| Aim |
Could you reproduce all of the records below verbatim, line for line, without changing anything?

| Input rows |
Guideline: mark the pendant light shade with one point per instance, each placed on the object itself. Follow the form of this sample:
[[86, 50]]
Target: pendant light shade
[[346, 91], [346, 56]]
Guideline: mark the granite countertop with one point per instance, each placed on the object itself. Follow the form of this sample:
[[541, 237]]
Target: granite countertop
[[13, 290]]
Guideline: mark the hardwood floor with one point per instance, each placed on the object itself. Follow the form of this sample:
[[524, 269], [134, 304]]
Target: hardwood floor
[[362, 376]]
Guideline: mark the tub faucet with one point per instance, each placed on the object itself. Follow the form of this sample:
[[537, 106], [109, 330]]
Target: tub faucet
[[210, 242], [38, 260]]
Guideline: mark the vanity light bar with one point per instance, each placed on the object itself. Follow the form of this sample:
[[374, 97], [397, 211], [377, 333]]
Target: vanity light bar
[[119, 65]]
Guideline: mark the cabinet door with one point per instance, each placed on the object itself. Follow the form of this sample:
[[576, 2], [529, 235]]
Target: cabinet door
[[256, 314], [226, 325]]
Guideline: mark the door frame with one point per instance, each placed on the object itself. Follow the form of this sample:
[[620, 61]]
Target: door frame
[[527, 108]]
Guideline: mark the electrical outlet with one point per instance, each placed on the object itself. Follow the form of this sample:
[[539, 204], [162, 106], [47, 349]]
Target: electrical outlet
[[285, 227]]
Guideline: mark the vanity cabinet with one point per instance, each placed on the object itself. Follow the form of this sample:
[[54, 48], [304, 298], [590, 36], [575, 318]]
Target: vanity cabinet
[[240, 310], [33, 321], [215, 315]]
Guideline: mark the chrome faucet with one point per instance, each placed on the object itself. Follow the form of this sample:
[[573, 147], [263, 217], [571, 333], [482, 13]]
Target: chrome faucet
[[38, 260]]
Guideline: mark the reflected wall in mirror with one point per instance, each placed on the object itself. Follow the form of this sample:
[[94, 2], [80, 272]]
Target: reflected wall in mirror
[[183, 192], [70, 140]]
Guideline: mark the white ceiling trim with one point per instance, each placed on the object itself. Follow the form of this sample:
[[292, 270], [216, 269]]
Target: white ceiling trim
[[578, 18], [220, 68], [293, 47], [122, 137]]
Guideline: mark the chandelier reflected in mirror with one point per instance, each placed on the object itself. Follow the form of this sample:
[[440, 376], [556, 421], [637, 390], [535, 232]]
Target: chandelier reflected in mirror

| Solution for this exercise |
Guideline: mark the pendant light shade with one point per instance, each placed on the object itself. Follow the form of this sample:
[[86, 50]]
Target: pendant light shade
[[346, 91], [346, 56]]
Guideline: mark the granite countertop with one point per instance, each placed on the object itself. Follow the form of this sample:
[[541, 237]]
Target: granite countertop
[[13, 290]]
Guideline: mark the hardwood floor with one point per instance, each placed on the object itself. Follow the form of this sample:
[[524, 269], [134, 304]]
Target: hardwood floor
[[362, 376]]
Guideline: mark the tub faucet with one point per instance, each placed on the object itself. Follow the form of this sample:
[[537, 106], [109, 330]]
Target: tub faucet
[[210, 242], [38, 260]]
Guideline: mark the vanity light bar with one point per instance, each placed on the object itself. Follow the form of this sample:
[[374, 97], [397, 211], [377, 333]]
Target: vanity light bar
[[119, 65]]
Guideline: mark the cabinet door with one point per instance, each placed on the object itself. Follow the form of this sample:
[[576, 2], [529, 235]]
Target: cabinet door
[[256, 314], [226, 325]]
Guideline: mark the door frame with one point per instance, each placed on the object itself. Follow the form of this sample:
[[620, 61]]
Target: door frame
[[527, 108]]
Guideline: mark the electrical outlet with one point per instance, each placed on the object itself. Follow the form of this sample:
[[539, 204], [162, 106], [47, 349]]
Target: electrical outlet
[[285, 227]]
Guideline: mark the vanity cabinet with one point per instance, each placed on the object itself. Follow the form of this sample:
[[54, 48], [304, 298], [590, 36], [575, 318]]
Target: vanity cabinet
[[240, 310], [33, 321], [215, 315]]
Guideline: mark the chrome faucet with one point per instance, each placed on the object itself. Follow the form of this sample:
[[573, 147], [263, 217], [571, 333], [482, 13]]
Target: chrome faucet
[[38, 260]]
Guideline: mark the reflected wall in mirror with one point per instance, each placed on the object itself. Follow the form of this sample:
[[94, 2], [80, 272]]
Target: reflected wall in mirror
[[183, 192], [70, 140]]
Guideline: mark the white ceiling trim with one point per instance, each placed on the object itself. Follow the form of this sample:
[[292, 270], [216, 269]]
Target: white ceiling trim
[[578, 18], [220, 68], [293, 47], [122, 137]]
Guideline: mark the chandelier reflected in mirror with one point per instance, each placed on the object itself. Follow the form of this sample:
[[440, 376], [556, 421], [637, 390], [535, 232]]
Target: chandelier reflected in mirror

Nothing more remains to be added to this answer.